Task goal:
Copy out every one of the records below word for word, keeping each line as it appears.

Items:
-*-*-

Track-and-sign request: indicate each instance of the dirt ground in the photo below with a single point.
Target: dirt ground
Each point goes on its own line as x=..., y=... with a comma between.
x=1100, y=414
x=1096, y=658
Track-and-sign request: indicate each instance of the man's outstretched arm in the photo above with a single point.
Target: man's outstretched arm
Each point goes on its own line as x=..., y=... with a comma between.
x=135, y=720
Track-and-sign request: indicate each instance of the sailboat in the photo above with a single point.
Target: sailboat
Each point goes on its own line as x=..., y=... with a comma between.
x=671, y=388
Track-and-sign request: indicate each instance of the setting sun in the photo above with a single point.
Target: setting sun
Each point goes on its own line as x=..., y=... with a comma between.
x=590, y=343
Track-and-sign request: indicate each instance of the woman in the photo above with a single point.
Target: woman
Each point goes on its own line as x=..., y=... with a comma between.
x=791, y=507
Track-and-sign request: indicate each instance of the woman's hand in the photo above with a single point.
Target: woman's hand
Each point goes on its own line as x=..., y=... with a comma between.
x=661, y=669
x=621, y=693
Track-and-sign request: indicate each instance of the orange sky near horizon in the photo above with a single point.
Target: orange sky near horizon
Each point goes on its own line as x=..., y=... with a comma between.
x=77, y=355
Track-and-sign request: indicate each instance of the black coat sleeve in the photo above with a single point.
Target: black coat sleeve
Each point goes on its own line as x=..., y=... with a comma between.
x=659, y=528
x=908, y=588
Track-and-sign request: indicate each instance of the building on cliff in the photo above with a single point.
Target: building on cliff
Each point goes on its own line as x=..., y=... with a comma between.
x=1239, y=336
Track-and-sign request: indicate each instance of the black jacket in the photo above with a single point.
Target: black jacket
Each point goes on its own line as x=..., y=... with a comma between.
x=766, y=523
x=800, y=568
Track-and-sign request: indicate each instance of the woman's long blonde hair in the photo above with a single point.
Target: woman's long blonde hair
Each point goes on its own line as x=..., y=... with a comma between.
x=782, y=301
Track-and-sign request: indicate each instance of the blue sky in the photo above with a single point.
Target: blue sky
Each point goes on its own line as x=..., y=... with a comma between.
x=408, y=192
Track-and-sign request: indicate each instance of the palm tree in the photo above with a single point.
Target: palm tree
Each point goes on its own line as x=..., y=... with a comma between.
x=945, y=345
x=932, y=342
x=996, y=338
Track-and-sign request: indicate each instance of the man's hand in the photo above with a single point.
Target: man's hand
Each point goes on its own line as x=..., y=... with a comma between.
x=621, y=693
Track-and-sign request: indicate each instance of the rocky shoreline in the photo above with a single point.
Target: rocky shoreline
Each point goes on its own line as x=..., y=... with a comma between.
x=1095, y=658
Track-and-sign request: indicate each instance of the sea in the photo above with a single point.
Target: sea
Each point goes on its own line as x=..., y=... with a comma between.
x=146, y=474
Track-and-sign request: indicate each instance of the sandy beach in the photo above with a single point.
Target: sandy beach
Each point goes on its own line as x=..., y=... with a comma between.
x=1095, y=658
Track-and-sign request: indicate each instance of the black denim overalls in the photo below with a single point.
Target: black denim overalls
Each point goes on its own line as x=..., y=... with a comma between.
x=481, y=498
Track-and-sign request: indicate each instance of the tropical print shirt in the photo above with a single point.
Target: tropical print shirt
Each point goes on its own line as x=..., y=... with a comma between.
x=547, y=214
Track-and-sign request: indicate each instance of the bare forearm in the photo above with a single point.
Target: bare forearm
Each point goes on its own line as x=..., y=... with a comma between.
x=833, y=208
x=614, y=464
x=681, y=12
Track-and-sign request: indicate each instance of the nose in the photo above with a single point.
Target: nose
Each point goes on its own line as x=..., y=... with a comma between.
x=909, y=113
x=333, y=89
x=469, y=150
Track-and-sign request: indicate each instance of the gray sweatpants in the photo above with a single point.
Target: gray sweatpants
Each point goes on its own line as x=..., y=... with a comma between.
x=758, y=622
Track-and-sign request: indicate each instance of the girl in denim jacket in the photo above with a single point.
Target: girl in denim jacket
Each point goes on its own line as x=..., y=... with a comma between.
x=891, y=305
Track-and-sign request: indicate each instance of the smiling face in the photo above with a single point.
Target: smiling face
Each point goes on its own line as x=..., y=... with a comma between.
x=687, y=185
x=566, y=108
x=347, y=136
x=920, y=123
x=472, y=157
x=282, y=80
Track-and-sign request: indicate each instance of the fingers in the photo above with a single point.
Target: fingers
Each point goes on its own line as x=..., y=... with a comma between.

-*-*-

Answer to this exercise:
Track-and-sign request: indicate each instance of the dirt ground in the photo below with a single point.
Target: dirt ground
Each point goes on its own line as x=..., y=... with a comma between.
x=1100, y=414
x=1096, y=658
Track-and-sign request: indicate each instance of the man's outstretched arm in the photo above with a single point.
Target: man's outstretched arm
Each point goes on its own line as x=..., y=... with a comma between.
x=135, y=720
Track-and-sign request: indicate each instance of the sailboat in the photo above with a single point.
Target: sailboat
Each point goes on its own line as x=..., y=... with a comma between.
x=671, y=388
Track-and-sign request: indicate each instance of the setting sun in the photo above with a single point.
Target: setting sun
Each point goes on its own line as x=..., y=... with a comma between.
x=590, y=343
Track-and-sign request: indicate each instance of the woman in the photo above with a single point.
Target: woman
Each point goes on its own line as x=..., y=... with a comma between.
x=791, y=507
Track-and-sign request: indicate each instance of the woman's hand in the photo above with a single point.
Target: woman's hand
Each point goes on its own line as x=..., y=... with a comma between.
x=661, y=669
x=621, y=693
Track-and-sign request: indicate each instance of the orange sky near horizon in the photo above with a single point.
Target: orange sky near horizon
Each point goes on its own line as x=..., y=... with a comma between.
x=77, y=355
Track-and-sign request: indicate each instance of the black coat sleeve in the photo above with a single point.
Target: black coat sleeve
Each point goes on its own line as x=..., y=... with a comma between.
x=659, y=528
x=908, y=588
Track-and-sign request: indicate each instance of the building on cliff in the photo above with a single point.
Target: building on cliff
Each point goes on its own line as x=..., y=... with a comma between.
x=1239, y=336
Track-and-sign request: indicate each instance of the black jacket in the photo above with a single point.
Target: black jacket
Each point goes on its own line as x=..., y=... with a comma between.
x=766, y=523
x=800, y=568
Track-and-sign request: indicate each instance of the woman's long blonde hair in the photo above with a single point.
Target: woman's long blonde hair
Each point goes on its own line as x=..., y=... with a comma between.
x=782, y=301
Track-and-sign request: indicate each instance of the blue sky in the photo above with a single point.
Target: blue sky
Each point goes on its own line as x=..., y=... with a comma between.
x=408, y=192
Track-and-sign request: indicate each instance of the palm tree in the photo above with a single point.
Target: palm tree
Each point goes on its own line as x=..., y=... with a comma between.
x=945, y=345
x=932, y=342
x=996, y=338
Track-and-sign request: indicate each instance of the man's hand in the photo above with a single point.
Target: man's hand
Each point goes on its own line as x=..., y=... with a comma between.
x=621, y=693
Track-and-sign request: indicate each instance of the rocky shoreline in the photo above with a single point.
Target: rocky shoreline
Each point goes on its own line as x=..., y=... with a comma between.
x=1095, y=658
Track-and-sign request: indicate each instance of the sea in the photo above with a single point.
Target: sea
Each point goes on its own line as x=..., y=... with a comma between.
x=146, y=474
Track-and-sign request: indicate each instance of the sandy beach in the photo above with a single point.
Target: sandy beach
Each point goes on its own line as x=..., y=... with a comma between.
x=1095, y=658
Track-and-sign request: indicate each instance of the black denim overalls in the photo below with a single point.
Target: black denim overalls
Each point goes on its own line as x=..., y=... with a comma between.
x=481, y=498
Track-and-sign request: indicate each instance of the tropical print shirt in the photo above with a single point.
Target: tropical print shirt
Each point goes on its own line as x=..., y=... with a comma between.
x=547, y=214
Track-and-sign request: indicate each instance of the bare forearm in the photo above with a single point.
Target: bare forearm
Each point goes on its own line as x=..., y=... with a comma between.
x=833, y=208
x=614, y=464
x=681, y=12
Track-and-sign request: indicate each instance of the nose in the photo above with a single point.
Target: nose
Each point goes on its own line as x=..., y=... with a comma between.
x=909, y=113
x=333, y=89
x=469, y=150
Track-and-sign request: indicate each instance of the gray sweatpants in the photo above with a single point.
Target: gray sweatpants
Each point goes on its own line as x=..., y=... with a comma between.
x=758, y=622
Track-and-sign request: indicate each instance of the girl in denim jacket in the photo above with a single point.
Target: girl in denim jacket
Each point goes on its own line as x=..., y=... with a comma between.
x=891, y=305
Track-and-sign request: indicate each instance of the smiling face in the photo above with a single point.
Target: smiling face
Each point goes on its own line as x=..., y=... with a comma between.
x=687, y=185
x=566, y=108
x=347, y=136
x=920, y=123
x=472, y=157
x=282, y=80
Track-and-sign request: indicate each instance of the fingers in the photo above with a single point.
Target: fingers
Each point goes on its own line as x=..., y=... with a comma between.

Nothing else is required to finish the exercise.